═══ MATERIAL PROVIDED ═══

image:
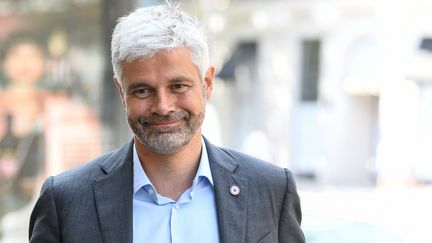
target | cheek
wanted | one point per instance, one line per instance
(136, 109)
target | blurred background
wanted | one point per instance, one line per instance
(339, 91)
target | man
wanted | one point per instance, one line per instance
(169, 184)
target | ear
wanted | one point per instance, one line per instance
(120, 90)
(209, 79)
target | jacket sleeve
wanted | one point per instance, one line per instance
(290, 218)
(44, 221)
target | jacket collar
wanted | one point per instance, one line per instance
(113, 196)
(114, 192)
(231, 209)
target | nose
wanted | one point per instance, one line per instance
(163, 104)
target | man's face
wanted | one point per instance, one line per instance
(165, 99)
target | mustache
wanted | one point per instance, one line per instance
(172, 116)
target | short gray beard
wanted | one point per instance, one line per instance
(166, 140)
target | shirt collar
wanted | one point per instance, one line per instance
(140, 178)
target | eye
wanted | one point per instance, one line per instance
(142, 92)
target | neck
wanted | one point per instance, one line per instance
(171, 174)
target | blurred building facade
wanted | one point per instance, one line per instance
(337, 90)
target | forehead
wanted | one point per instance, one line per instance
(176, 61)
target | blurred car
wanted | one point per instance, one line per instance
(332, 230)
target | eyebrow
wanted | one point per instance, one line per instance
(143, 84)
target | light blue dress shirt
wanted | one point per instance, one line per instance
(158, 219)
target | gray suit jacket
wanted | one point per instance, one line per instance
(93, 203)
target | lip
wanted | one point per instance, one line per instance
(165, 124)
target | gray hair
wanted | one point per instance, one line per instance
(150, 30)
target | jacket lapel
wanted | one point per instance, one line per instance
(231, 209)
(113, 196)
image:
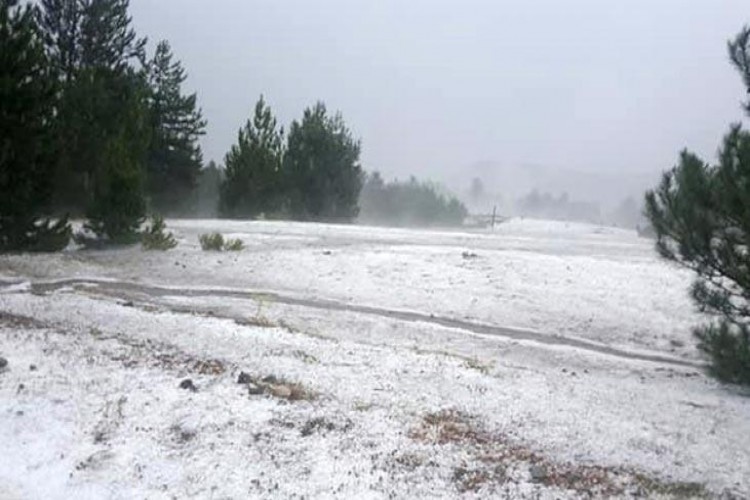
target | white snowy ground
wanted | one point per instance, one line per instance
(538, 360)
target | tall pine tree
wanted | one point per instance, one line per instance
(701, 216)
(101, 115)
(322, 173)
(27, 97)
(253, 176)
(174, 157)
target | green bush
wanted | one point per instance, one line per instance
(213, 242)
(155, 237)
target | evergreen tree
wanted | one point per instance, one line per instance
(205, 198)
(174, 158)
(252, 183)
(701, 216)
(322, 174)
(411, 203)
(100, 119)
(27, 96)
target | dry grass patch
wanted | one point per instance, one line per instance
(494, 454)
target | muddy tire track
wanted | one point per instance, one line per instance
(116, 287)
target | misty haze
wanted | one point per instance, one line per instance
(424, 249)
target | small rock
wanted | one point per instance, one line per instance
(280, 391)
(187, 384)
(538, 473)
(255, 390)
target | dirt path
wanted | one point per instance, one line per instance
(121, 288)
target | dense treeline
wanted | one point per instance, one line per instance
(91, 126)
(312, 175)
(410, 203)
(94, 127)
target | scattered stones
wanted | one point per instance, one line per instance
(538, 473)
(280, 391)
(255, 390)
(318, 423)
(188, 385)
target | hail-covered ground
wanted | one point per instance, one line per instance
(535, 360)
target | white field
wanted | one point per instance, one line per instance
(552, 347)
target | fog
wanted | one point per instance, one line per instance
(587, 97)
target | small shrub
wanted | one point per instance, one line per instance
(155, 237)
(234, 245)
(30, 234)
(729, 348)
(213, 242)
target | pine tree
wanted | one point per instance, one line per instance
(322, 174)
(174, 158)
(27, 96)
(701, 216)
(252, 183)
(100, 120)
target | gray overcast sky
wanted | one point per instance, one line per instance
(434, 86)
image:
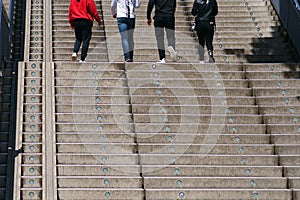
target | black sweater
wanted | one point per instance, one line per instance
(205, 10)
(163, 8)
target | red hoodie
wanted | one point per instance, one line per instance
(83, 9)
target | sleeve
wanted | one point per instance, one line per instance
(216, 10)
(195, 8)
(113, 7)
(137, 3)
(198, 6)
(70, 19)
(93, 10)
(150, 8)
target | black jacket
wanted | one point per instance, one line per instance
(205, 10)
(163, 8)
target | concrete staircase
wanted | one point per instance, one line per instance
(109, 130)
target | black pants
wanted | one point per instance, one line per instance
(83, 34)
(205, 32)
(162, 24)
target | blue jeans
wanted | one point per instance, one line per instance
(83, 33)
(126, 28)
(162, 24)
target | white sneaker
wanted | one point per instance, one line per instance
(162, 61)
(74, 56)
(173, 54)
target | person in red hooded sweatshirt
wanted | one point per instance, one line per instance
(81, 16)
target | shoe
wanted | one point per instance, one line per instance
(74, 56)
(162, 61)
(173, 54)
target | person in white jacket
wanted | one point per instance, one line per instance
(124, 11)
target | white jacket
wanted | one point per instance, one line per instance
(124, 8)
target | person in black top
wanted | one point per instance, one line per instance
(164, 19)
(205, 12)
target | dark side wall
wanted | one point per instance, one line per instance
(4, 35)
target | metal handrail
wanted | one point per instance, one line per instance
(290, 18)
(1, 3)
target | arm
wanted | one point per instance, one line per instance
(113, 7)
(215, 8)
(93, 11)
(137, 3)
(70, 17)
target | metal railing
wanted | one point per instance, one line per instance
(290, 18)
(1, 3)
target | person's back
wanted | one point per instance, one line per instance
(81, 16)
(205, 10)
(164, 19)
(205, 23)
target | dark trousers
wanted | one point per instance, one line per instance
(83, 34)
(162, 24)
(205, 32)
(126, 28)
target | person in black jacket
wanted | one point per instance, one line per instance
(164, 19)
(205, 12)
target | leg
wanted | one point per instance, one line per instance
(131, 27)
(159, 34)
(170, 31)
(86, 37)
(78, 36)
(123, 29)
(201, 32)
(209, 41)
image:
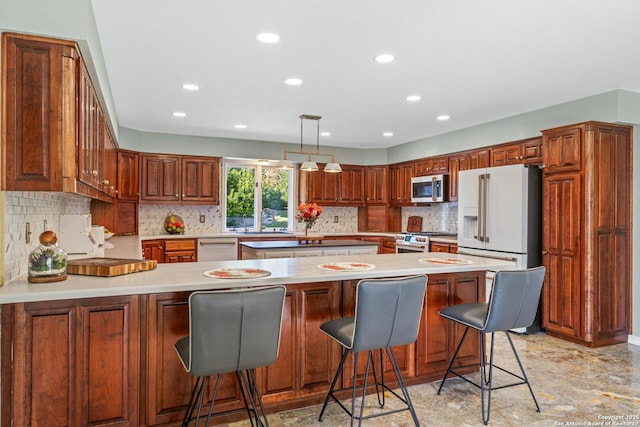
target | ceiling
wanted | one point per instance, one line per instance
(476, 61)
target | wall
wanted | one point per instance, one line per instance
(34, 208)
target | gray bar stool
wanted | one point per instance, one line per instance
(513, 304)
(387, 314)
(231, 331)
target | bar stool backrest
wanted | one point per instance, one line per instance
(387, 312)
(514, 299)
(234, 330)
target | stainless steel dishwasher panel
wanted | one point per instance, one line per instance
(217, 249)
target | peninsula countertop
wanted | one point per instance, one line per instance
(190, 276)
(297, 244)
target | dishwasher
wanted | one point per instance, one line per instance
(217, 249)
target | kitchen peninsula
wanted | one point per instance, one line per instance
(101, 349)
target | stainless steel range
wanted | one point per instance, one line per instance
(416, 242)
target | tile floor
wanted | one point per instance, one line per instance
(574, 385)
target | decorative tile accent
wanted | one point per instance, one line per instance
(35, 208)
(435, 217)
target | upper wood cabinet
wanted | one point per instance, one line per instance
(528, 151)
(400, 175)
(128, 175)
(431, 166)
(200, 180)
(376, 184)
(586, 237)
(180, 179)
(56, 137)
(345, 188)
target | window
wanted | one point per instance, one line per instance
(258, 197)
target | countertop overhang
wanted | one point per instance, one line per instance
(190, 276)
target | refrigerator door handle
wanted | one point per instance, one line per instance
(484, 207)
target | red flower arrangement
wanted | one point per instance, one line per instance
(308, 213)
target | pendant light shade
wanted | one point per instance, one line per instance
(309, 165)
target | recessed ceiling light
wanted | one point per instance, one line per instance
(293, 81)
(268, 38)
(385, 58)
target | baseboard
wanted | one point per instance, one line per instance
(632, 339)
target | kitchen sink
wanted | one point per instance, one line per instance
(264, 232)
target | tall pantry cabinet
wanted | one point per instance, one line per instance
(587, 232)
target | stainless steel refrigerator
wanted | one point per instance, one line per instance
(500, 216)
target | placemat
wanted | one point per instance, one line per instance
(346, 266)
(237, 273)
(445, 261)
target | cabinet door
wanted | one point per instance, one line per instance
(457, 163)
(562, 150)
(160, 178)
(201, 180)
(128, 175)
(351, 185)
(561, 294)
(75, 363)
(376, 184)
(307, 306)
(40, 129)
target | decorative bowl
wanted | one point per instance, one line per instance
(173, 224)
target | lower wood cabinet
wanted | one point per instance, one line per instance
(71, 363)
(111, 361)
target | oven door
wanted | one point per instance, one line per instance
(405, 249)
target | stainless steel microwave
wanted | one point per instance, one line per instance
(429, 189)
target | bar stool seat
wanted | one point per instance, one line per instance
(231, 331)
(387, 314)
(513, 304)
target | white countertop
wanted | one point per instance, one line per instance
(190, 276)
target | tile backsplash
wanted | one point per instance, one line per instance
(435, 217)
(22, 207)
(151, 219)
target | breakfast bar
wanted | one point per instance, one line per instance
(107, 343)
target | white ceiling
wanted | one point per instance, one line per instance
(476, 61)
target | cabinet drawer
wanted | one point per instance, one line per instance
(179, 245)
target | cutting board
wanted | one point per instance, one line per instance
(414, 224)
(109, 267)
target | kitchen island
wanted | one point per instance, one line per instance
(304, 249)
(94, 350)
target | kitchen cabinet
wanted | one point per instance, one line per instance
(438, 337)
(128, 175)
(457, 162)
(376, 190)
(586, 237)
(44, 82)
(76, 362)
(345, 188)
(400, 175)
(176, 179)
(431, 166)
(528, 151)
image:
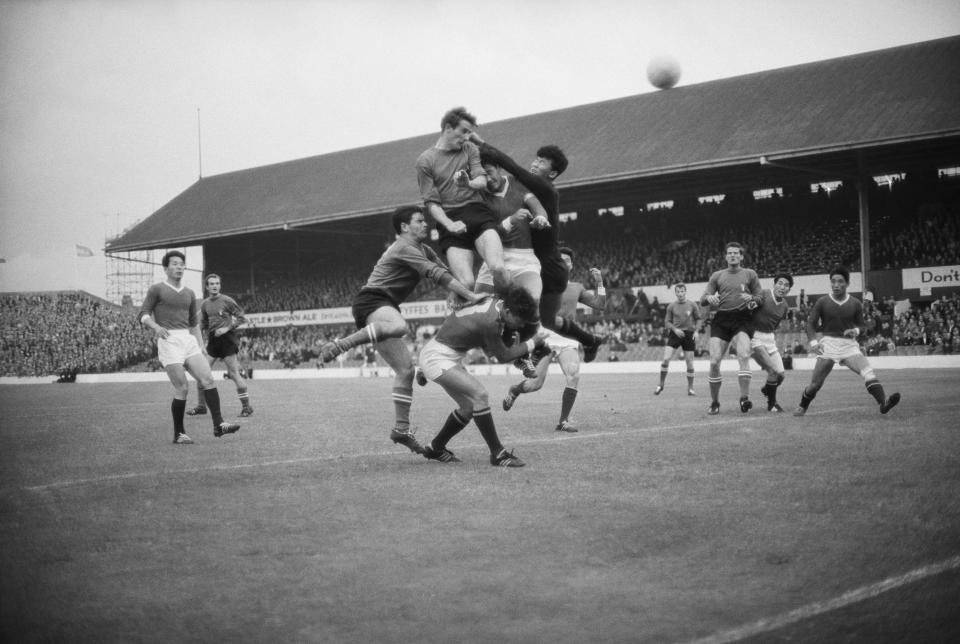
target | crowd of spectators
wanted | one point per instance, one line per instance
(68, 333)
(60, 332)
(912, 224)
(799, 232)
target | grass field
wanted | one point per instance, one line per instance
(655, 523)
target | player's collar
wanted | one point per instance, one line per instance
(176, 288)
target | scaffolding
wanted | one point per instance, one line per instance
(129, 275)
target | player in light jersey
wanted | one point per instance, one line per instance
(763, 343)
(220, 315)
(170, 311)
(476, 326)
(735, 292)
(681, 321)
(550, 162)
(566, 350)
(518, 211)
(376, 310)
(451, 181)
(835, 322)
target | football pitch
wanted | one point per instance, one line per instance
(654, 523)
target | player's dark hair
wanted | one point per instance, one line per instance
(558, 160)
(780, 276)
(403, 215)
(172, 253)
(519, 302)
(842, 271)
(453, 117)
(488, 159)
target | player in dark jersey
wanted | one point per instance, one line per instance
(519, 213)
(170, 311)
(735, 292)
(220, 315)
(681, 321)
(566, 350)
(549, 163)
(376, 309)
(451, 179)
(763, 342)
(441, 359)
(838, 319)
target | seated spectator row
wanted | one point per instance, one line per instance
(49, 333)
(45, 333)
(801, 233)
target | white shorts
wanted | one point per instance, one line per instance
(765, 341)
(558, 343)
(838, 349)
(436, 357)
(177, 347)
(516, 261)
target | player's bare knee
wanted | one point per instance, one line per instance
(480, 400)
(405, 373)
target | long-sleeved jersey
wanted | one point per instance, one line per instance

═══

### TASK INSTRUCTIONS
Give again the stretch of lines above from the one with "target | jacket lapel" through the one with "target | scattered stones", both ends kept, and copy no pictures.

### TASK RESPONSE
target | jacket lapel
wanted | one point per instance, one line per instance
(231, 209)
(113, 196)
image:
target | white snowy ground
wanted | one point per instance, one line per instance
(538, 360)
target | tall pine tree
wanted | one point per instance, one line per instance
(701, 216)
(101, 115)
(322, 173)
(27, 97)
(253, 176)
(174, 157)
target | green bush
wanted | one point per instance, one line per instance
(213, 242)
(155, 237)
target | evergreen tree
wanted | one point per instance, one line per instance
(205, 198)
(174, 158)
(252, 183)
(701, 216)
(322, 174)
(411, 203)
(100, 119)
(27, 96)
target | dry grass patch
wanted | one point per instance, one line per instance
(494, 454)
target | muddy tire track
wanted | one point per instance, one line per instance
(116, 287)
target | misty haze
wanted | one point per instance, one line per instance
(424, 249)
target | small rock
wanted | one point per instance, one line per instance
(280, 391)
(187, 384)
(538, 473)
(255, 390)
target | dirt path
wanted | one point per instance, one line per instance
(121, 288)
target | dense treeline
wanted | one point per instance, one line per instance
(91, 126)
(312, 175)
(410, 203)
(94, 127)
target | scattered stones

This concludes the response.